* [TEXT FOR ANALYSIS]:
★ ★ ★ ★ ★
AS the curtain comes down on the year 2020, there seems to be no end to Zimbabwe’s multifaceted economic crisis.
Just as we thought tepid growth and currency volatilities had been addressed by the foreign currency auction system, we were hit by rocketing food and basic commodity prices. Only this week, the Consumer Council of Zimbabwe said the cost of living for a family of six increased to $22 976 in November, from $21 745 in October.
While at 401% in November, the annual inflation rate dropped by wide margins from 471% in October, it remains extremely high.
At that level, it will be difficult for the government to see through current efforts unveiled in the 2021 national budget, and the National Development Strategy 1 (NDS-1), to rebuild the economy.
The year 2020 ends as authorities battle to find a solution to the debt crisis. There are already fears that the debt may continue to spiral if the government continues to borrow on behalf of ailing State firms that have been blacklisted by global lenders.
★ ★ ★ ★ ★
* [INPUT DATA]:
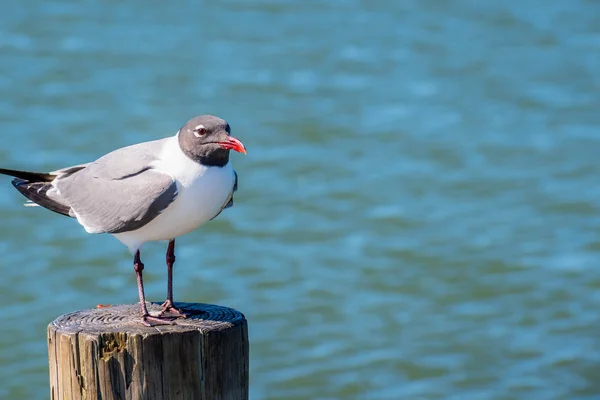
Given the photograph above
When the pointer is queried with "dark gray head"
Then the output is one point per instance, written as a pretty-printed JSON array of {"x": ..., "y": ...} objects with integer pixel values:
[{"x": 206, "y": 140}]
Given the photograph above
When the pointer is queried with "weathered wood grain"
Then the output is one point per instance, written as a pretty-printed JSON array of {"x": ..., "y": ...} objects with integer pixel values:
[{"x": 107, "y": 354}]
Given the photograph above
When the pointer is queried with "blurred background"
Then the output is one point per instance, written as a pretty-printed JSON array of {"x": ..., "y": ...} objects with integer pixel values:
[{"x": 418, "y": 211}]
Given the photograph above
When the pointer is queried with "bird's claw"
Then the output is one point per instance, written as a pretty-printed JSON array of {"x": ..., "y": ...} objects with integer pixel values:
[
  {"x": 170, "y": 311},
  {"x": 150, "y": 320}
]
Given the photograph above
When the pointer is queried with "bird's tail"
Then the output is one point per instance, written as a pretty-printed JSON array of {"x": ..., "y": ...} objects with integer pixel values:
[
  {"x": 28, "y": 176},
  {"x": 35, "y": 186}
]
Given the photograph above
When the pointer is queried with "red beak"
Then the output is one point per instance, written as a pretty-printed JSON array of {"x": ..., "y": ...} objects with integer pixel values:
[{"x": 233, "y": 144}]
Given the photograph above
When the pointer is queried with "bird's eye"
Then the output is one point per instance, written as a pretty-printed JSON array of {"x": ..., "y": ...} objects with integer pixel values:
[{"x": 199, "y": 131}]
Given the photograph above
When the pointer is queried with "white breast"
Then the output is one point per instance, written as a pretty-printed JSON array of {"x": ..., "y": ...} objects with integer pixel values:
[{"x": 202, "y": 193}]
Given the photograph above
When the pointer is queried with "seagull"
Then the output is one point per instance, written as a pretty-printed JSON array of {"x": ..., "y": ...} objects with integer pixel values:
[{"x": 151, "y": 191}]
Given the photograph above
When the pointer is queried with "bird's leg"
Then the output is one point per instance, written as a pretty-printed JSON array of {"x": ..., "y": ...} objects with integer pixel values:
[
  {"x": 147, "y": 319},
  {"x": 168, "y": 306}
]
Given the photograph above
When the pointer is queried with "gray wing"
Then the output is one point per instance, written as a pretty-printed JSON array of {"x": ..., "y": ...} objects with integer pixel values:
[
  {"x": 229, "y": 202},
  {"x": 120, "y": 192}
]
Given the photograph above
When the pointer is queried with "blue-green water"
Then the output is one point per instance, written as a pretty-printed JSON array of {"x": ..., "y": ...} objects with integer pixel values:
[{"x": 418, "y": 214}]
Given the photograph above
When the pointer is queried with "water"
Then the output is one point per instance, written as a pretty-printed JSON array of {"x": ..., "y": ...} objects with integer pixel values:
[{"x": 417, "y": 215}]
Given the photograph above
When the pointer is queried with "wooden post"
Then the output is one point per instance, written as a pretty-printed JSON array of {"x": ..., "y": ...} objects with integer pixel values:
[{"x": 107, "y": 354}]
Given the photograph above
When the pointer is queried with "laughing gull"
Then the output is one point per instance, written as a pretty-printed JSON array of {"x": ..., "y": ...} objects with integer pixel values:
[{"x": 151, "y": 191}]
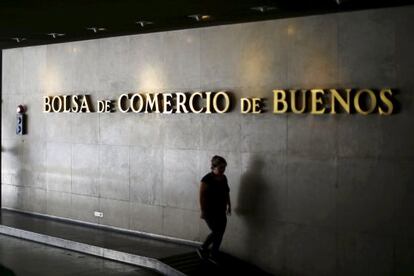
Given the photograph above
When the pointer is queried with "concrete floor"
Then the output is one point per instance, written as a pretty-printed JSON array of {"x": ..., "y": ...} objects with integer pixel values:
[{"x": 30, "y": 258}]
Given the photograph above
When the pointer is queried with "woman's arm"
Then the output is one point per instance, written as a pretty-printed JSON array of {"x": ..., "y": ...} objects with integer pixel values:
[
  {"x": 228, "y": 204},
  {"x": 203, "y": 203}
]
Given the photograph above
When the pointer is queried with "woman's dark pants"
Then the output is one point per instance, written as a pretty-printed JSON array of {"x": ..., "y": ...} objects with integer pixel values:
[{"x": 217, "y": 225}]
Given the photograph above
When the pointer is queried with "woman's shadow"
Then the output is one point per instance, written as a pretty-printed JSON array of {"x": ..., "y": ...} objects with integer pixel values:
[{"x": 251, "y": 204}]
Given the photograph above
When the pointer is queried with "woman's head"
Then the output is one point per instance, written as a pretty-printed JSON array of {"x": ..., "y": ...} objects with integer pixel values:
[{"x": 218, "y": 165}]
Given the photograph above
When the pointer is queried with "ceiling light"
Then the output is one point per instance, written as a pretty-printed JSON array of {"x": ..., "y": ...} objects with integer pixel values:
[
  {"x": 55, "y": 35},
  {"x": 18, "y": 39},
  {"x": 200, "y": 17},
  {"x": 96, "y": 29},
  {"x": 144, "y": 23},
  {"x": 263, "y": 8}
]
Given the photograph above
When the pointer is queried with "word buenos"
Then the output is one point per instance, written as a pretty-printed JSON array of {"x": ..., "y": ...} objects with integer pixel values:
[{"x": 322, "y": 101}]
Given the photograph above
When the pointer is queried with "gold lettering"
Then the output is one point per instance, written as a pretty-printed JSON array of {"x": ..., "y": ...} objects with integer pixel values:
[
  {"x": 85, "y": 104},
  {"x": 226, "y": 102},
  {"x": 75, "y": 104},
  {"x": 66, "y": 108},
  {"x": 345, "y": 104},
  {"x": 256, "y": 105},
  {"x": 386, "y": 101},
  {"x": 279, "y": 97},
  {"x": 167, "y": 103},
  {"x": 133, "y": 102},
  {"x": 245, "y": 105},
  {"x": 208, "y": 102},
  {"x": 151, "y": 103},
  {"x": 372, "y": 102},
  {"x": 191, "y": 102},
  {"x": 180, "y": 102},
  {"x": 56, "y": 104},
  {"x": 46, "y": 104},
  {"x": 121, "y": 103},
  {"x": 293, "y": 101},
  {"x": 316, "y": 99}
]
★ ★ ★ ★ ★
* [TASK ITEM A]:
Decide whether each statement agrees with the text on Zimbabwe's economic crisis. Answer yes or no for each, and quote the words of the text that decide it.
(i) The Consumer Council of Zimbabwe reported that the cost of living for a family of six rose in November.
(ii) The annual inflation rate went up between October and November.
(iii) The debt crisis had been solved by the end of 2020.
* [TASK ITEM B]:
Answer these questions from the text on Zimbabwe's economic crisis.
(i) What was the annual inflation rate in November?
(ii) What was the cost of living for a family of six in October?
(iii) Which two government efforts to rebuild the economy are named?
* [TASK ITEM C]:
Update the text on Zimbabwe's economic crisis by writing out everything from "The year 2020 ends" down to "by global lenders.", with "global lenders" replaced by "international lenders".

* [REPLY A]:
(i) Yes: "the Consumer Council of Zimbabwe said the cost of living for a family of six increased to $22 976 in November, from $21 745 in October"
(ii) No: "the annual inflation rate dropped by wide margins from 471% in October"
(iii) No: "The year 2020 ends as authorities battle to find a solution to the debt crisis."

* [REPLY B]:
(i) 401%
(ii) $21 745
(iii) The 2021 national budget and the National Development Strategy 1 (NDS-1)

* [REPLY C]:
The year 2020 ends as authorities battle to find a solution to the debt crisis. There are already fears that the debt may continue to spiral if the government continues to borrow on behalf of ailing State firms that have been blacklisted by international lenders.